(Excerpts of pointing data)
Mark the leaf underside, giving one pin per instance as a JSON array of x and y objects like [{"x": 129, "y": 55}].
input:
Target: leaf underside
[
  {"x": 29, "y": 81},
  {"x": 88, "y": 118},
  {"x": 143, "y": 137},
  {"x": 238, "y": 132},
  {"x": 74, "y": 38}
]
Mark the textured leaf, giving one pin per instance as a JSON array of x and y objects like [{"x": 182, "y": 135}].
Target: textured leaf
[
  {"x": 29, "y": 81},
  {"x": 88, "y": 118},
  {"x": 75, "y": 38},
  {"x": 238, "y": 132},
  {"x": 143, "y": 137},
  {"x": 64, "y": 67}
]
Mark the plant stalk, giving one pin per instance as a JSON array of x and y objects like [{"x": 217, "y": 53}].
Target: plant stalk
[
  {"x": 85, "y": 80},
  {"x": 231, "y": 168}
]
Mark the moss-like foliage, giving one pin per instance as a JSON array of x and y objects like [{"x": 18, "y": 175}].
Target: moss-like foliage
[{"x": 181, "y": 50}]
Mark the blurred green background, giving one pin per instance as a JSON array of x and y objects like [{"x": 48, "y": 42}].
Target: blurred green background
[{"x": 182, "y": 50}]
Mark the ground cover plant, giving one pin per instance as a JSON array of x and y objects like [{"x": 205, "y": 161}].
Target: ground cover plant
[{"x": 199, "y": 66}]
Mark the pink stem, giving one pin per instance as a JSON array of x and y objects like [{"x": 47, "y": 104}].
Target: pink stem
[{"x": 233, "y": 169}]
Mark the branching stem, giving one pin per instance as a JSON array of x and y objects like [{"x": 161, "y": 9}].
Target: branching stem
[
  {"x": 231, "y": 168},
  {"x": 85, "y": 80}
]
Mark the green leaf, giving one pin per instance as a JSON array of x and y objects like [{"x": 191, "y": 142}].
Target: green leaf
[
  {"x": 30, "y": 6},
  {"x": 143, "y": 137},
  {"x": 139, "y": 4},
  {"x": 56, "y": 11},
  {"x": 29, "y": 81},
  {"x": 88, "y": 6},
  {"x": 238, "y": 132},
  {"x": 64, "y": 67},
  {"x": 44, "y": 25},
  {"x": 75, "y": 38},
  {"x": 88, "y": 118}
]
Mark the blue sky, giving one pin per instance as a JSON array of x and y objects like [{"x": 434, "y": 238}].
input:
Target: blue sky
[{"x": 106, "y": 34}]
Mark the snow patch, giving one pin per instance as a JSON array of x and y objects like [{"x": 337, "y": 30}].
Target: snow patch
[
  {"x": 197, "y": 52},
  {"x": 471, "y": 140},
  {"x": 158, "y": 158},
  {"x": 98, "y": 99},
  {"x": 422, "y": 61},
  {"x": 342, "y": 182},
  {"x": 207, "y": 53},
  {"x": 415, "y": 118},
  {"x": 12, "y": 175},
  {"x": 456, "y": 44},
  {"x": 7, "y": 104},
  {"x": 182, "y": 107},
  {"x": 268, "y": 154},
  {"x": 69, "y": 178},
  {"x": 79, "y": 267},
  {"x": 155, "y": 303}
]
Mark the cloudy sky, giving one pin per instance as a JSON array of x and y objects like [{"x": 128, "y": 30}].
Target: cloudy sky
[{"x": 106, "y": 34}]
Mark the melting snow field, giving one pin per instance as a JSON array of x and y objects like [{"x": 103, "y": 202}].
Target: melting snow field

Exercise instructions
Reproduce each record exactly as it appears.

Reply to the exercise
Mark the leaf underside, giving one pin per instance as a JSON array of x and y objects like [{"x": 129, "y": 55}].
input:
Target: leaf underside
[
  {"x": 29, "y": 81},
  {"x": 88, "y": 118},
  {"x": 143, "y": 137},
  {"x": 238, "y": 132},
  {"x": 74, "y": 38}
]
Mark the textured leaf, giving one pin per instance as a JSON array of x and y objects like [{"x": 182, "y": 135}].
Target: textured leaf
[
  {"x": 29, "y": 81},
  {"x": 88, "y": 118},
  {"x": 75, "y": 38},
  {"x": 238, "y": 132},
  {"x": 143, "y": 137},
  {"x": 64, "y": 67}
]
Mark the plant stalk, giving one pin per instance as a JSON array of x and y objects like [{"x": 217, "y": 53}].
Target: plant stalk
[
  {"x": 85, "y": 80},
  {"x": 231, "y": 168}
]
Mark the moss-like foliage, giving one pin per instance as a JSON array of x and y objects like [{"x": 18, "y": 175}].
Target: moss-like foliage
[{"x": 181, "y": 50}]
Mark the blurred green background, giving one pin per instance as a JSON array of x and y objects like [{"x": 48, "y": 42}].
Target: blurred green background
[{"x": 182, "y": 50}]
Mark the ground cover plant, giving one pin per instance as a JSON array of x and y objects like [{"x": 205, "y": 161}].
Target: ground cover plant
[{"x": 199, "y": 66}]
Mark the pink stem, giving one pin per instance as a JSON array of x and y objects like [{"x": 47, "y": 104}].
Target: pink stem
[{"x": 233, "y": 169}]
Mark the branching stem, giving one pin per instance as a JSON array of x and y objects like [{"x": 161, "y": 9}].
Target: branching stem
[
  {"x": 231, "y": 168},
  {"x": 85, "y": 80}
]
Mark the green leaf, giving one pin per instance as a JSON array of x and y objects like [{"x": 191, "y": 142}].
Target: green leaf
[
  {"x": 30, "y": 6},
  {"x": 143, "y": 137},
  {"x": 139, "y": 4},
  {"x": 56, "y": 11},
  {"x": 29, "y": 81},
  {"x": 88, "y": 6},
  {"x": 238, "y": 132},
  {"x": 64, "y": 67},
  {"x": 44, "y": 25},
  {"x": 75, "y": 38},
  {"x": 88, "y": 118}
]
Mark the blue sky, giving one pin per instance as a JSON array of x and y objects like [{"x": 434, "y": 238}].
input:
Target: blue sky
[{"x": 106, "y": 34}]
Mark the snow patch, giving one pin per instance as a JSON array of x and y objects like [{"x": 337, "y": 30}].
Target: snow patch
[
  {"x": 197, "y": 52},
  {"x": 471, "y": 140},
  {"x": 158, "y": 158},
  {"x": 98, "y": 99},
  {"x": 422, "y": 61},
  {"x": 342, "y": 182},
  {"x": 207, "y": 53},
  {"x": 415, "y": 118},
  {"x": 12, "y": 175},
  {"x": 456, "y": 44},
  {"x": 7, "y": 104},
  {"x": 182, "y": 107},
  {"x": 268, "y": 154},
  {"x": 69, "y": 178},
  {"x": 79, "y": 267},
  {"x": 155, "y": 303}
]
Mark the cloudy sky, giving one pin per instance as a JSON array of x and y objects like [{"x": 128, "y": 30}].
Target: cloudy sky
[{"x": 106, "y": 34}]
Mark the melting snow field, giving one pin per instance as a JSON array of x and y objects like [{"x": 103, "y": 202}].
Target: melting snow field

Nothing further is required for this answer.